STATED EXERCISE: Please format the stretch of the records below from the line containing "TARGET = man in gray polo shirt" through the line containing "(1023, 467)" as a JSON list of strings, one string per line. Skip blank lines and leave the pictures out.

GIVEN RECORDS:
■ ■ ■ ■

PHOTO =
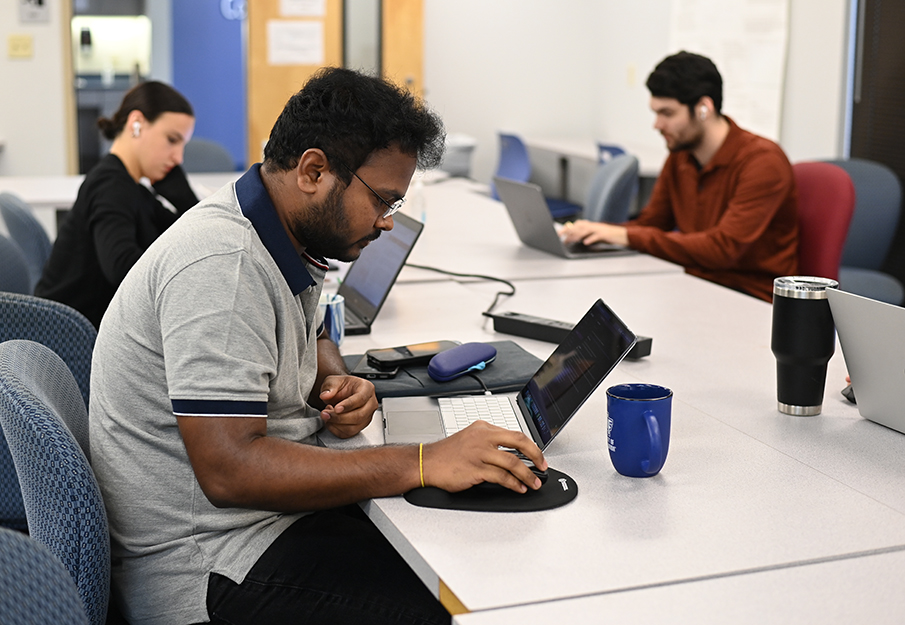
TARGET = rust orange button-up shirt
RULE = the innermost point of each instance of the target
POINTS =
(734, 221)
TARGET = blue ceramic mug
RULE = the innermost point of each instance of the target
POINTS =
(638, 423)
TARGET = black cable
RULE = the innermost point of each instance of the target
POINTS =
(472, 275)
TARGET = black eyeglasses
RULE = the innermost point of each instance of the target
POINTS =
(391, 208)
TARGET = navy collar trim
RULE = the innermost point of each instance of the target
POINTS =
(257, 206)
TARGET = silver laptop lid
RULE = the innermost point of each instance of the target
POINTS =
(872, 337)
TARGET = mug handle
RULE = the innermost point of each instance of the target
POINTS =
(656, 448)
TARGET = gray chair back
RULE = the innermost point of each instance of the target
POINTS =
(36, 586)
(68, 333)
(40, 407)
(15, 276)
(612, 190)
(204, 155)
(28, 233)
(878, 205)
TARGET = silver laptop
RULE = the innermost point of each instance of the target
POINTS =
(534, 225)
(370, 278)
(545, 404)
(872, 336)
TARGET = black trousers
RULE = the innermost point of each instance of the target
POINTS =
(328, 567)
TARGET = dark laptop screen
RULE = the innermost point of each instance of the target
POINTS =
(371, 277)
(575, 369)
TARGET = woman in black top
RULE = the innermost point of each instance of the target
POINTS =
(115, 217)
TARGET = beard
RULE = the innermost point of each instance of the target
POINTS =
(325, 230)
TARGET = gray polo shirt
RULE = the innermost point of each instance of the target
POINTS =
(218, 318)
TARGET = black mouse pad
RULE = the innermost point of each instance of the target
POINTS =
(558, 490)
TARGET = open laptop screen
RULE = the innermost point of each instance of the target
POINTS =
(370, 278)
(575, 369)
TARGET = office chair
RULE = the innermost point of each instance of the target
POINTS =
(826, 202)
(15, 276)
(878, 205)
(515, 164)
(204, 155)
(608, 151)
(71, 336)
(36, 587)
(612, 189)
(40, 408)
(27, 232)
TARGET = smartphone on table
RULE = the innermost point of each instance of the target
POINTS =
(406, 355)
(364, 369)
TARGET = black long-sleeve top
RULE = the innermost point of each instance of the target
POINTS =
(113, 221)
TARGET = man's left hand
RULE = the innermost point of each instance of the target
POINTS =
(350, 403)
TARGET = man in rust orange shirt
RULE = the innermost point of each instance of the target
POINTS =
(725, 205)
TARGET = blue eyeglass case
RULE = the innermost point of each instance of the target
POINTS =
(458, 361)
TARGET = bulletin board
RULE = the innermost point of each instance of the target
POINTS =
(748, 42)
(287, 41)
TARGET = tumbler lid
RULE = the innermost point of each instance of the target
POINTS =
(803, 287)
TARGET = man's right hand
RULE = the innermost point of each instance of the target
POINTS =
(473, 456)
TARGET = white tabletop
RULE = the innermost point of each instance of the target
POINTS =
(466, 231)
(851, 590)
(744, 488)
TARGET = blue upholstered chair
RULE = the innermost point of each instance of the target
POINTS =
(515, 164)
(45, 422)
(614, 186)
(14, 272)
(878, 205)
(67, 333)
(35, 587)
(204, 155)
(28, 233)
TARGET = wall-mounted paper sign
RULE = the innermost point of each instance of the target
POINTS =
(295, 42)
(303, 8)
(34, 11)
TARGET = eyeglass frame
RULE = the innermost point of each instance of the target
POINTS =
(391, 208)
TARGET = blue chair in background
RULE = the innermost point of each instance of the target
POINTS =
(15, 276)
(612, 190)
(35, 587)
(204, 155)
(71, 336)
(608, 151)
(27, 232)
(45, 422)
(878, 205)
(515, 164)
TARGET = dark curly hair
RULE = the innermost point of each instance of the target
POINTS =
(687, 77)
(152, 98)
(349, 115)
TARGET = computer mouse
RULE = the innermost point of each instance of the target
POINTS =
(849, 393)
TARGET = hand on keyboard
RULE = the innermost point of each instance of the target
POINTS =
(473, 456)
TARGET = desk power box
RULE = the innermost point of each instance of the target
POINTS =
(552, 331)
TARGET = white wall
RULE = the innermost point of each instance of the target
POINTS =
(576, 69)
(34, 102)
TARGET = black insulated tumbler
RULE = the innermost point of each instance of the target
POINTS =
(803, 342)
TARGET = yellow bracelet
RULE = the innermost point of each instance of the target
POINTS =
(421, 462)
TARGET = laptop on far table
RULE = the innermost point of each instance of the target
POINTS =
(370, 278)
(535, 227)
(872, 336)
(541, 408)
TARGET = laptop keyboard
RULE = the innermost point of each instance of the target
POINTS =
(459, 412)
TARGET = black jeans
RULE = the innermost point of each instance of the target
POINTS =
(328, 567)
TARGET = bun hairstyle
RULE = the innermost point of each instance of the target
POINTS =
(152, 99)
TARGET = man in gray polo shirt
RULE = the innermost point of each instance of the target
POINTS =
(211, 378)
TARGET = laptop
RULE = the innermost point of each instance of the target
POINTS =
(534, 225)
(370, 278)
(872, 336)
(542, 407)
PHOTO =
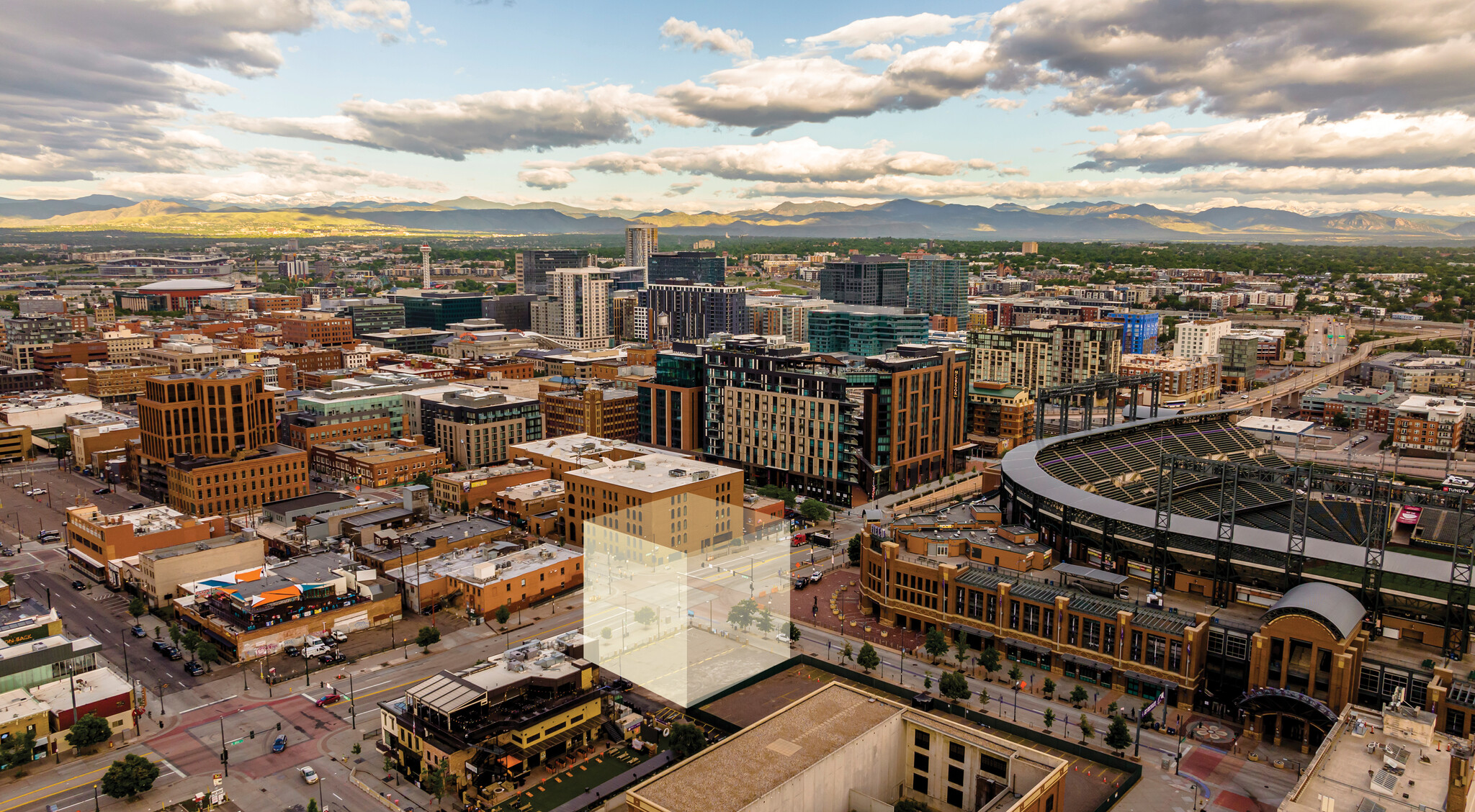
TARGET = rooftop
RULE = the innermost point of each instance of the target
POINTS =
(653, 472)
(484, 565)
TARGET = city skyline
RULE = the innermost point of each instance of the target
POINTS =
(1314, 108)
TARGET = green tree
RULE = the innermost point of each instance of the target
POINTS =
(990, 661)
(129, 777)
(688, 740)
(776, 492)
(766, 621)
(815, 510)
(87, 731)
(936, 643)
(1117, 736)
(743, 613)
(426, 637)
(208, 654)
(954, 685)
(434, 780)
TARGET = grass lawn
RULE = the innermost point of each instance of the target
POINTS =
(570, 783)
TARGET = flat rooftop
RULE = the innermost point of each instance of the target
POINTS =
(1344, 770)
(753, 762)
(653, 472)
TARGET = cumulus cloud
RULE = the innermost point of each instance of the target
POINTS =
(1371, 140)
(714, 40)
(492, 121)
(888, 28)
(795, 161)
(94, 87)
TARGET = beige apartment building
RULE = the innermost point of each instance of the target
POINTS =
(181, 357)
(161, 571)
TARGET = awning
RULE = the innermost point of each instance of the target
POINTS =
(1086, 662)
(971, 630)
(83, 556)
(1149, 680)
(1028, 647)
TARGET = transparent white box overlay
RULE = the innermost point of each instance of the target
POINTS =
(660, 610)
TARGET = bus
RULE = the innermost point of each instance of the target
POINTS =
(1458, 485)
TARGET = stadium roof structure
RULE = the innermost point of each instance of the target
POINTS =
(1023, 467)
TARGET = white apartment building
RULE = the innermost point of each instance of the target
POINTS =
(1193, 339)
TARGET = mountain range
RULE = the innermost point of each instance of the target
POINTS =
(1070, 222)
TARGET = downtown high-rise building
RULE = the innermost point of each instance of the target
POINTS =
(937, 285)
(533, 267)
(575, 313)
(866, 280)
(640, 243)
(689, 311)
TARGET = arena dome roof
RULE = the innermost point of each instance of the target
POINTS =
(188, 285)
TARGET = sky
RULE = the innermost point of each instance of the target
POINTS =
(1309, 105)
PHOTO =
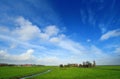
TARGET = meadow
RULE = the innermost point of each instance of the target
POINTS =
(99, 72)
(18, 72)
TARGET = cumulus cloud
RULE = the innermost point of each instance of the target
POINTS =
(24, 57)
(26, 30)
(49, 41)
(110, 34)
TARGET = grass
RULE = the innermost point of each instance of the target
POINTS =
(99, 72)
(18, 72)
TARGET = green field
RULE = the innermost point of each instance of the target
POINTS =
(99, 72)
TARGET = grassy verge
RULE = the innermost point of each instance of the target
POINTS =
(18, 72)
(100, 72)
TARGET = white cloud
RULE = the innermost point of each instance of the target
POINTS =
(24, 57)
(51, 30)
(26, 30)
(88, 40)
(49, 41)
(110, 34)
(117, 50)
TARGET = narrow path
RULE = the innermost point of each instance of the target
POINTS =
(37, 74)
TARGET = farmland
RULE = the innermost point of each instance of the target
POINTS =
(99, 72)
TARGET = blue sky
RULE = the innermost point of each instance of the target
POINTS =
(52, 32)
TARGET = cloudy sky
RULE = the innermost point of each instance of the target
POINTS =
(52, 32)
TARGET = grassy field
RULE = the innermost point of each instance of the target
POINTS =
(18, 72)
(99, 72)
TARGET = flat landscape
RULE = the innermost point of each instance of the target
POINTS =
(98, 72)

■ ■ ■ ■

RESULT FOR THIS EXERCISE:
[
  "TARGET = man in gray polo shirt",
  "RULE = the innermost point of each instance of the target",
  "POINTS =",
  "(211, 378)",
  "TARGET = laptop",
  "RULE = the innermost point of each instance of the target",
  "POINTS =",
  "(534, 225)",
  "(370, 278)",
  "(872, 336)",
  "(542, 407)",
  "PHOTO =",
  "TARGET = rooftop",
  "RULE = the innermost point of each instance of the target",
  "POINTS =",
  "(653, 472)",
  "(484, 565)",
  "TARGET = city skyline",
  "RULE = the innermost point of each instance of the target",
  "POINTS =",
  "(1314, 108)",
  "TARGET = green tree",
  "RULE = the innermost point of each instance of the target",
  "POINTS =",
  "(990, 661)",
  "(129, 777)",
  "(688, 740)",
  "(776, 492)",
  "(766, 621)",
  "(815, 510)",
  "(87, 731)",
  "(936, 643)",
  "(1117, 736)",
  "(743, 613)",
  "(426, 637)",
  "(208, 654)",
  "(954, 685)",
  "(434, 780)",
  "TARGET = grass lawn",
  "RULE = the innermost point of each instance of the target",
  "POINTS =",
  "(570, 783)",
  "TARGET = flat rooftop",
  "RULE = the innermost point of each instance of the target",
  "POINTS =",
  "(1344, 770)",
  "(753, 762)",
  "(653, 472)",
  "TARGET = cumulus cloud",
  "RULE = the innermost point of each instance of the target",
  "POINTS =",
  "(1371, 140)",
  "(714, 40)",
  "(492, 121)",
  "(888, 28)",
  "(795, 161)",
  "(94, 87)",
  "TARGET = beige apartment building",
  "RULE = the innermost point of each instance of the target",
  "POINTS =",
  "(181, 357)",
  "(161, 571)",
  "TARGET = awning",
  "RULE = the innermost point of each instance of the target",
  "POINTS =",
  "(1086, 662)",
  "(971, 630)",
  "(83, 556)",
  "(1149, 680)",
  "(1028, 647)",
  "TARGET = transparent white box overlay",
  "RULE = the innermost point of each instance of the target",
  "POINTS =",
  "(660, 610)",
  "TARGET = bus",
  "RULE = the innermost point of each instance of the target",
  "POINTS =",
  "(1458, 485)",
  "TARGET = stadium roof structure",
  "RULE = the innermost point of each instance of the target",
  "POINTS =",
  "(1023, 467)"
]